Problem statement
The whole listing below is to be copied exactly.

*** Opening Records for this task ***

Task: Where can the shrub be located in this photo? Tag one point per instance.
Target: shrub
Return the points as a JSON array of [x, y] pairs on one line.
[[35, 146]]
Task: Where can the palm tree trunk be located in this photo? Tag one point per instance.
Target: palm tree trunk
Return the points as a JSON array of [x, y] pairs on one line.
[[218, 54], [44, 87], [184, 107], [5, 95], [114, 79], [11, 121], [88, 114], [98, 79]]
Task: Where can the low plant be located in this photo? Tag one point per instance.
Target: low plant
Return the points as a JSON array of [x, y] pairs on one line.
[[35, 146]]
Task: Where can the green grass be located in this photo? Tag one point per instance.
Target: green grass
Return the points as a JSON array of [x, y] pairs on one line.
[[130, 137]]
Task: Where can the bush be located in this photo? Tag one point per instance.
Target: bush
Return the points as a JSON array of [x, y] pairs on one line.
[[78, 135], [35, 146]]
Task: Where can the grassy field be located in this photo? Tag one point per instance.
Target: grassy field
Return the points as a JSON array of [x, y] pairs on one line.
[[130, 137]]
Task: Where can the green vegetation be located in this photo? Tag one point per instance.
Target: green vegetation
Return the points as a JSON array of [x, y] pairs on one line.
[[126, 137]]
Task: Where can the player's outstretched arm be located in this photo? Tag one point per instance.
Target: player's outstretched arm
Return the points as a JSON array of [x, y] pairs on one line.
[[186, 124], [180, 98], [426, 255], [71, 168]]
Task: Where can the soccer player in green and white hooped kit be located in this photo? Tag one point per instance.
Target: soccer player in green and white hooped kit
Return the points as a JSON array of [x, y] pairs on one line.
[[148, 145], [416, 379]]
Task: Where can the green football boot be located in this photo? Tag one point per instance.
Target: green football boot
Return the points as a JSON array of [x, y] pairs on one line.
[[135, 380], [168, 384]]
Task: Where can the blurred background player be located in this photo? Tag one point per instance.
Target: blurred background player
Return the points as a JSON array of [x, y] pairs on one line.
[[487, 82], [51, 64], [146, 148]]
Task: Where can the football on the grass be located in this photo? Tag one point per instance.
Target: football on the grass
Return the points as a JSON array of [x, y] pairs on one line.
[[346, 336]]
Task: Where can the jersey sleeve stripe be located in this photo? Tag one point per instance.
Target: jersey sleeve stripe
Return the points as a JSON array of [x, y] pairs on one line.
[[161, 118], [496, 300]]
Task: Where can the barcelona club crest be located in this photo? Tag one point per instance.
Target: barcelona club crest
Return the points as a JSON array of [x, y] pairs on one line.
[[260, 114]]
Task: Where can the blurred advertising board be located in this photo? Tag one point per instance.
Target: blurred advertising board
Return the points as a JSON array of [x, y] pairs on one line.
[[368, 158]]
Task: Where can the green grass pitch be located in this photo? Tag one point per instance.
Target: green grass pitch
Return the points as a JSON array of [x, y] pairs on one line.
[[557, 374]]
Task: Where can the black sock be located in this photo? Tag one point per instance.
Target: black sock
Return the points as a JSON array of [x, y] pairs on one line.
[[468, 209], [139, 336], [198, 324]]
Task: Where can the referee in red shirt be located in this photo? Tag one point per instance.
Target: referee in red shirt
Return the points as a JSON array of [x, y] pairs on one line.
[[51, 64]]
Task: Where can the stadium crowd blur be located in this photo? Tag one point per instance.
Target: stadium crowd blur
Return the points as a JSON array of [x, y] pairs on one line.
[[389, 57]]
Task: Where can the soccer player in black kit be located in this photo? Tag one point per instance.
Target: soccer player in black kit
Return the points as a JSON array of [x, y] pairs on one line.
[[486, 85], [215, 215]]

*** Closing Records for this task ***

Solution
Task: Where can the shrub be located in this photo? Tag one point per instance.
Target: shrub
Return the points as a JSON array of [x, y] pairs on one line.
[[35, 146]]
Task: Where can the palm tree trunk be located in this photo? Tag one point per instance.
Target: palm tree trunk
Return the points as a JSON array of [x, y] pairs on one line.
[[218, 54], [44, 87], [184, 107], [5, 95], [114, 79], [11, 121], [88, 114], [98, 79]]
Task: Where can the low plant be located in this photo? Tag one point per instance.
Target: low plant
Return the points as a JSON array of [x, y] pairs on one line.
[[35, 146]]
Task: Where can the green grass be located in this photo? Tag one point per instance.
Target: green grass
Return the points as a JSON array of [x, y] pairs on one line.
[[130, 137]]
Task: Where can the bush be located in this photo? Tag one point per instance.
Target: bush
Return the points as a JSON array of [x, y] pairs on one line.
[[78, 135], [35, 146]]
Task: Where can the grassy field be located in this photo? Tag one point per instance.
Target: grassy field
Return the points as a JSON array of [x, y] pairs on one line.
[[130, 137]]
Task: Where can the green vegetation be located in this photo? Tag one point per instance.
Target: green vegetation
Return the points as a JSON array of [x, y] pairs on one line.
[[126, 137]]
Task: Where can the player's outstretched arm be located in this photo? Tag one point per instance.
Target: player's outstretched arm
Return the points as a JSON array of [x, y] pairs on one line.
[[186, 124], [180, 98], [426, 255], [71, 168]]
Task: Where can the soccer player in green and white hooped kit be located in this photo? Tag one point per instance.
Target: soccer player in green and white hooped kit
Return the points as a JSON array of [x, y] pairs on one line.
[[148, 145], [416, 379]]
Task: Where can the green football boot be located in this photo? Tag one point per instance.
Target: green football boot
Return the points as a JSON array of [x, y] pairs on one line.
[[135, 380], [168, 384]]
Task: Where can the blurred background player be located in this photo? Tag one point per instance.
Target: blurred background player
Return the points as a JSON array of [x, y] pairs on one line.
[[487, 82], [51, 64], [146, 148]]
Task: Where can the football on the grass be located in this photo? Tag one point per instance.
Target: football on the grass
Return the points as a JSON array of [x, y] pairs on one line.
[[346, 336]]
Task: Where can the jersey sleeve stripe be located in this photo? Tag one point per instance.
Target: jersey sleeve stripe
Return the points as a JSON array of [x, y] pairs on one line.
[[161, 118], [496, 300]]
Task: Where can the barcelona club crest be located in this photo? Tag one point per instance.
Target: barcelona club crest
Return the points as a JSON array of [x, y] pairs on one line.
[[260, 114]]
Task: Where can the blurred advertising board be located in this photo? Tag one point per instance.
Target: blurred advertising board
Return the points as a JSON array of [x, y] pairs on one line.
[[368, 158]]
Task: Where can the green grass pitch be located in this photo? Tag one point per instance.
Target: green grass pitch
Return the points as a JSON array of [x, y] pairs on one line.
[[557, 374]]
Task: Where can the black sock be located in this photo? Tag one point per instance.
Target: black sock
Return the points as a JSON array of [x, y] pairs on one line.
[[468, 209], [139, 336], [198, 324]]
Task: Where can the referee in red shirt be located in this photo? Tag one point per instance.
Target: referee in red shirt
Return the points as a JSON array of [x, y] pairs on one line.
[[51, 64]]
Task: Where can the stadium crowd blur be located in this photo? Tag one point per instance.
Target: stadium crowd blur
Return the points as a JSON array of [x, y] pairs on one line.
[[389, 57]]
Task: Where can the soccer player in black kit be located in this photo? Tag one point per instance.
Target: soccer player in black kit
Return the points as a JSON array of [x, y] pairs on one line.
[[486, 85], [215, 215]]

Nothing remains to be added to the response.